**THE EXERCISE:**
Only the lines starting at the one that contains "Each instance receives one keypoint. Put a point on the metal" and running to the end should be repeated, exactly as written.

**ENTRIES:**
┌──

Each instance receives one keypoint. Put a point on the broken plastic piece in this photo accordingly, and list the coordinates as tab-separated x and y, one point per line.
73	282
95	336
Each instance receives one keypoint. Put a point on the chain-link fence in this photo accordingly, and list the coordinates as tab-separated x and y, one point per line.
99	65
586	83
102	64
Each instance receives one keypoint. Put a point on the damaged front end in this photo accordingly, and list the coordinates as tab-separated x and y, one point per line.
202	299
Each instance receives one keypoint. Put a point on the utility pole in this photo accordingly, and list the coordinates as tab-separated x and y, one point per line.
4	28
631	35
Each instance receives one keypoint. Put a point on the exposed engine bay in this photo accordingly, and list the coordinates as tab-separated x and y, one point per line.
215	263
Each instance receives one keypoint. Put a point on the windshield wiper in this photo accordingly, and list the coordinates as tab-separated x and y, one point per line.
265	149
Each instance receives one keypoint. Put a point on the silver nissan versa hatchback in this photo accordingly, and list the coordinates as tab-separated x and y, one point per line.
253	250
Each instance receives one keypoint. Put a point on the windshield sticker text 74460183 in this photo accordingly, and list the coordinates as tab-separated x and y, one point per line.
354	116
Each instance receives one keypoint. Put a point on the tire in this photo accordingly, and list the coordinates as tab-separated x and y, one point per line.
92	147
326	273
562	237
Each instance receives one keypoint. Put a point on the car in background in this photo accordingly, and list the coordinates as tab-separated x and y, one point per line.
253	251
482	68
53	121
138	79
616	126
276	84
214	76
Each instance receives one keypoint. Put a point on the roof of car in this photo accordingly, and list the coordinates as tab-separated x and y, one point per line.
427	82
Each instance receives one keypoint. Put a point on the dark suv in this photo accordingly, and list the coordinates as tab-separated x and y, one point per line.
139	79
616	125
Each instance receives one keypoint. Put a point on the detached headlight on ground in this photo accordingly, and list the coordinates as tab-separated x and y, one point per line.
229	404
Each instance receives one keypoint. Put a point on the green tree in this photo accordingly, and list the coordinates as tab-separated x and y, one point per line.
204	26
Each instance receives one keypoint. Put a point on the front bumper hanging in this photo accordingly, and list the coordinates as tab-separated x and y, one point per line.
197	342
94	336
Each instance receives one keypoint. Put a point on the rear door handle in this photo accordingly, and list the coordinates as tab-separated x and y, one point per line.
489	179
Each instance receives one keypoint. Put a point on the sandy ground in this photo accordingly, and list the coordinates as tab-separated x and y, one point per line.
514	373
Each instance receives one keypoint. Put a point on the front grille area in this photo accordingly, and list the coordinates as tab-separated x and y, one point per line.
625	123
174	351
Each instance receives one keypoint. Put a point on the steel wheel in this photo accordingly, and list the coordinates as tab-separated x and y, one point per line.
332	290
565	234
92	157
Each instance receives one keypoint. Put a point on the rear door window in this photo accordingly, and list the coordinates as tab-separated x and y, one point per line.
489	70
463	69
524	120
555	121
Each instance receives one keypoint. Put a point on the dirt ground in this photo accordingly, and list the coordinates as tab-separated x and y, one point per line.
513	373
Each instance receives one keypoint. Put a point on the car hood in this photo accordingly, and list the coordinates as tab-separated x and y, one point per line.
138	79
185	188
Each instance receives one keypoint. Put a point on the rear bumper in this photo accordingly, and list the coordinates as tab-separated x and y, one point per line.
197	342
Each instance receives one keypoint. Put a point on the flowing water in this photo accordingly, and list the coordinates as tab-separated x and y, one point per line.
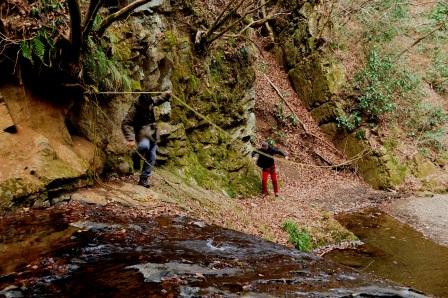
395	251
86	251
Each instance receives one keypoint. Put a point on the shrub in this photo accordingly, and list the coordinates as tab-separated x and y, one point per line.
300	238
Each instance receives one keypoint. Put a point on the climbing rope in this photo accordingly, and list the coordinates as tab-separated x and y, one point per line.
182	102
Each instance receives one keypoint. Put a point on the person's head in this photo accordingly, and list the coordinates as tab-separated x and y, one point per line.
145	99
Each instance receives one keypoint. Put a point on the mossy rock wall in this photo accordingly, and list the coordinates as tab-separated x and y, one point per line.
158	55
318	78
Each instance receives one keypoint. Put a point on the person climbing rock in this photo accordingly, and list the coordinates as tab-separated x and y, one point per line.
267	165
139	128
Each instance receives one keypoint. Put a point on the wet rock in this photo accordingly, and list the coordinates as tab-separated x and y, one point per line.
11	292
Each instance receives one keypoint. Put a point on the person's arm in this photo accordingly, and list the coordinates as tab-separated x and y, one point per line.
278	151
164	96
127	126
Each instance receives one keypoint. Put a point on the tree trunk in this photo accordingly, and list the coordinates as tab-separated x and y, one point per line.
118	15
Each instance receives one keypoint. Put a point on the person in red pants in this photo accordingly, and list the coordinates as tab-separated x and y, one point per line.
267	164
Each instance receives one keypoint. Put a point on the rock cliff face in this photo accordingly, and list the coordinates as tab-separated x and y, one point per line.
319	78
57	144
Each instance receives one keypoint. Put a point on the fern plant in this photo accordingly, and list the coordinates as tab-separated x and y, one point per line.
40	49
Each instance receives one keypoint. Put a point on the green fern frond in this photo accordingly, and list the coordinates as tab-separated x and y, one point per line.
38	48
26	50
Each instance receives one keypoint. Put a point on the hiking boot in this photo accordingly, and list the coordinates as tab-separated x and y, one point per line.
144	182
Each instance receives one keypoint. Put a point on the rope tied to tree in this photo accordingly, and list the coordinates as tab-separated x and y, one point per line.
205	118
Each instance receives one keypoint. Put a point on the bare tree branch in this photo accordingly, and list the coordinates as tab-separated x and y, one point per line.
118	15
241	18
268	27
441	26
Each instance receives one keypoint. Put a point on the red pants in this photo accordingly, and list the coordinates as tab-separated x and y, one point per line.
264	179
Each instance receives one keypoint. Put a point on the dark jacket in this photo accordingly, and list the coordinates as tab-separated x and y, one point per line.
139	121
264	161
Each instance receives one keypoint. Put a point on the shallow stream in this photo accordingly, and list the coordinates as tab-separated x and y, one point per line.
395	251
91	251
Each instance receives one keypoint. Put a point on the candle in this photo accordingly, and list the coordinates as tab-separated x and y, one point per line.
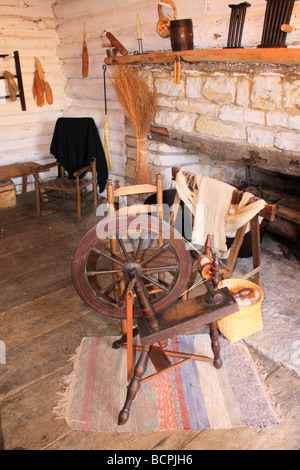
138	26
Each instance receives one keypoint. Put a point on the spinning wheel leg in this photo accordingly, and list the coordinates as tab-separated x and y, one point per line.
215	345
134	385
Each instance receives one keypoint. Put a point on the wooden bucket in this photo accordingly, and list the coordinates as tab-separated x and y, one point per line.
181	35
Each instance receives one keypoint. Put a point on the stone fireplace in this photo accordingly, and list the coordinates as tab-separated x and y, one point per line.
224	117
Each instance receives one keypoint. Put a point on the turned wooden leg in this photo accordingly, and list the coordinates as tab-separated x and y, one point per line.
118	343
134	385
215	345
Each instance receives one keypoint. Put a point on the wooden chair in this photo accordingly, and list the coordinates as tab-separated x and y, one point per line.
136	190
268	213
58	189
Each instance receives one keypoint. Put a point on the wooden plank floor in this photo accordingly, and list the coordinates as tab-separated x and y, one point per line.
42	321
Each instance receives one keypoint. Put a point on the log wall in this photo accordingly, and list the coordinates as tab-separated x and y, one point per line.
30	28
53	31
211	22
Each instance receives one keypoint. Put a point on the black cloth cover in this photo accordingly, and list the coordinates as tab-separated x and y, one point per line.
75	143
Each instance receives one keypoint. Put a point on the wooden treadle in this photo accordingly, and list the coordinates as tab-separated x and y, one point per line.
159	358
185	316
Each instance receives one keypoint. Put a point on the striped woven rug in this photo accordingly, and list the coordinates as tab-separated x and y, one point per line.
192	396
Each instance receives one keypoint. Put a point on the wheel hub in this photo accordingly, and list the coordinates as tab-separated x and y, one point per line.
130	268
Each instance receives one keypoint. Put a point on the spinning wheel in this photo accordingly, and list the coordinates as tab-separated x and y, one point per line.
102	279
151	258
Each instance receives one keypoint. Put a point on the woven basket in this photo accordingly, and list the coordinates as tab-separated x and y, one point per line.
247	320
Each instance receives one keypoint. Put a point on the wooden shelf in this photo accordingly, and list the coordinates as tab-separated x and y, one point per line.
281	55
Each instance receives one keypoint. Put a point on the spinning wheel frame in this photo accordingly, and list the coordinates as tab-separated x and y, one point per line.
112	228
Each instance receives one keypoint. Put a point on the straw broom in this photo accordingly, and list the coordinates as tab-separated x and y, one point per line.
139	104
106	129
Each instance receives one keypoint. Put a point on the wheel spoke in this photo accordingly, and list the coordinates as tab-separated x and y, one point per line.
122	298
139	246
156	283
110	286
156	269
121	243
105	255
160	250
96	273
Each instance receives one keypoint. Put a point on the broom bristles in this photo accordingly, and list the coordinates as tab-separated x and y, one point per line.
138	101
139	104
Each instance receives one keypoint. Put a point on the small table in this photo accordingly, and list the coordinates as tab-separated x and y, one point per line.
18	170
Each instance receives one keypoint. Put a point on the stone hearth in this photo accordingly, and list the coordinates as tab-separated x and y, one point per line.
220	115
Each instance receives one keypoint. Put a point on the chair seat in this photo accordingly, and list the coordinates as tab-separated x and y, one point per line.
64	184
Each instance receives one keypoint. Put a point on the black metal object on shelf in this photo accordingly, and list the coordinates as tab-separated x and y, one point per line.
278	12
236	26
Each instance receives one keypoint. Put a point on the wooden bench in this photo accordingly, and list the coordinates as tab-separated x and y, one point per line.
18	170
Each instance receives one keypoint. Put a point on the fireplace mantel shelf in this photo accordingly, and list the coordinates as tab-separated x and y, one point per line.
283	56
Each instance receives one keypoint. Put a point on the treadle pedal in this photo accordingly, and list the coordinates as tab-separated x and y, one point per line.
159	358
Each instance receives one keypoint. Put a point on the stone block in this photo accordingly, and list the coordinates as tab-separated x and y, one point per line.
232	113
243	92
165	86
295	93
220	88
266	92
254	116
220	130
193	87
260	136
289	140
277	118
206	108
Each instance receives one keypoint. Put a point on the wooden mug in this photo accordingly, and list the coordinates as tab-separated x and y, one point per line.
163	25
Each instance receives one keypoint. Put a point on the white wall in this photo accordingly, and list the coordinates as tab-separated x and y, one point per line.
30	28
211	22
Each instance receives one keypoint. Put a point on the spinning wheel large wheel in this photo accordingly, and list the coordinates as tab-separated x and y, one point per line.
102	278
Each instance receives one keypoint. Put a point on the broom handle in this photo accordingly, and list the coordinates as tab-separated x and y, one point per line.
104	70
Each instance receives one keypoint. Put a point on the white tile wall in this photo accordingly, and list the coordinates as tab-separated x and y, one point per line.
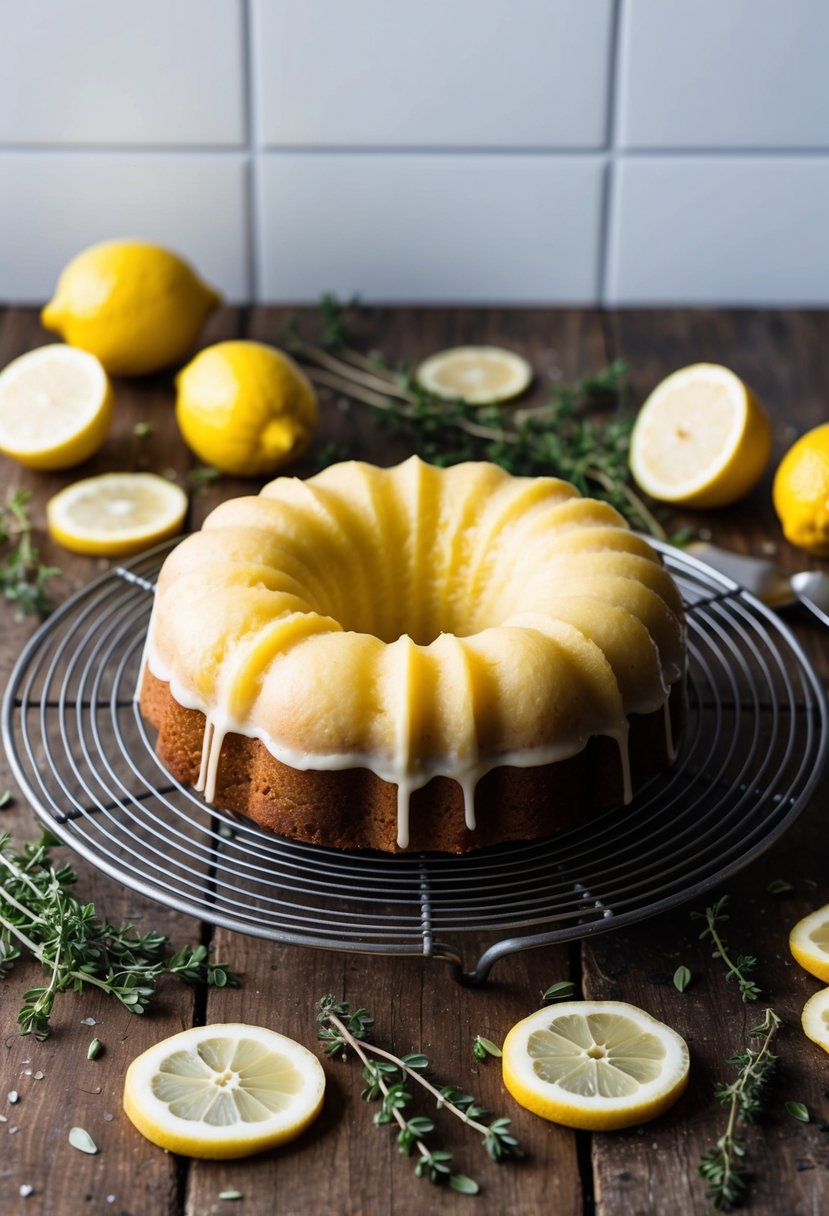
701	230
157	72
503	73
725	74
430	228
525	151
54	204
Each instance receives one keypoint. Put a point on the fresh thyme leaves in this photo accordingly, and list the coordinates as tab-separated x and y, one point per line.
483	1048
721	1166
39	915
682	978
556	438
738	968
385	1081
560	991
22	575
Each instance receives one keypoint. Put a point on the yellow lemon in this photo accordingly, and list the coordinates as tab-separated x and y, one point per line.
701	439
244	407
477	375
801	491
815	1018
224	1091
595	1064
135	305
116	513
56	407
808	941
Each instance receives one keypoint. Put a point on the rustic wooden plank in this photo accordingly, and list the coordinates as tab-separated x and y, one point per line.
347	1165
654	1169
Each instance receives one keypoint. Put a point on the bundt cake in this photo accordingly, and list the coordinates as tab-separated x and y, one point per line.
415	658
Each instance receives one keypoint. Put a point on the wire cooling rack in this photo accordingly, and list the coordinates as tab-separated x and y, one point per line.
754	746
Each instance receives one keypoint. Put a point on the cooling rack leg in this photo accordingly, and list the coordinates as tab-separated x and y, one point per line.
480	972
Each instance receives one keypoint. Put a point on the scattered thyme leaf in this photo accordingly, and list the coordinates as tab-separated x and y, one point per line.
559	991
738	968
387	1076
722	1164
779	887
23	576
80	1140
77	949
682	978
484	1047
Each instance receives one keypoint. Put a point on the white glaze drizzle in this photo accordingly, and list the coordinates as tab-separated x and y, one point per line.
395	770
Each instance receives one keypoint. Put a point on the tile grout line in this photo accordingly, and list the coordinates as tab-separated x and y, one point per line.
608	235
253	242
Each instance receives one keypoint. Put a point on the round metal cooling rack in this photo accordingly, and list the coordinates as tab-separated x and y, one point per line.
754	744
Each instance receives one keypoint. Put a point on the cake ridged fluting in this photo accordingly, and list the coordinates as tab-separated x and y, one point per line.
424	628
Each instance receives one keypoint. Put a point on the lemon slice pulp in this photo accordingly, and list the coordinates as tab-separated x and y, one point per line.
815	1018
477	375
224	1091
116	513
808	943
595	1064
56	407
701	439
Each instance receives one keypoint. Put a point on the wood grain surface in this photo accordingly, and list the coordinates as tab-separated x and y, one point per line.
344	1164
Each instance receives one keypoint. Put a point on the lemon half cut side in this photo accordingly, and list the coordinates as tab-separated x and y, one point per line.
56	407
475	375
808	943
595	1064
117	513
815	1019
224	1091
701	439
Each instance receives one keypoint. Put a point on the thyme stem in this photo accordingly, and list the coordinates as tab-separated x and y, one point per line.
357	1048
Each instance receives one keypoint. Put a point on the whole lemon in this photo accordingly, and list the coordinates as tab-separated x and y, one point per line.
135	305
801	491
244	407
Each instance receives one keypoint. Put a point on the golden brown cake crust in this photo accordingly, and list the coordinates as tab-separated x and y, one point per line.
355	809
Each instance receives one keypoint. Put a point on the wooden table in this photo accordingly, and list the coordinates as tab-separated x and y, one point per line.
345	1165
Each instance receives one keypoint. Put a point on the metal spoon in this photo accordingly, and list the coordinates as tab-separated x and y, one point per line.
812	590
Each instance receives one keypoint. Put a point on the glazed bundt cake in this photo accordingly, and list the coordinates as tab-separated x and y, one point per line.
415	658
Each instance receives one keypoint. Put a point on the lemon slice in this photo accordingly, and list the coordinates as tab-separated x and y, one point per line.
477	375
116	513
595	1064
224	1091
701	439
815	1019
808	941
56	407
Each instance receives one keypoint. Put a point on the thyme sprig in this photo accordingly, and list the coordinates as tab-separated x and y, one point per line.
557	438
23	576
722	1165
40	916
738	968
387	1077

└──

**EXPECTED OUTPUT:**
Each instance receives one keypoint. Put a point on the metal spoon in this photo accordingly, and list the coordinates as tab-separated x and y, one point per line.
812	590
Each instance receives one keypoint. Put a point on the glazed bundt cake in this photo accordingly, and list the coordinates as tab-separated x and y, one point per line.
415	658
Each instance receives one keypoint. Put a point on the lemon slice in this photo accordingly, and list the coordinates as tab-separated x and y, one point per line.
477	375
116	513
595	1064
224	1091
701	439
815	1019
808	941
56	407
Each instance receives one keypoint. Put a point on the thyme sprig in this photo accordingly, and list the coordinates as tab-separated x and y, one point per line.
557	438
23	576
722	1165
40	916
738	968
387	1077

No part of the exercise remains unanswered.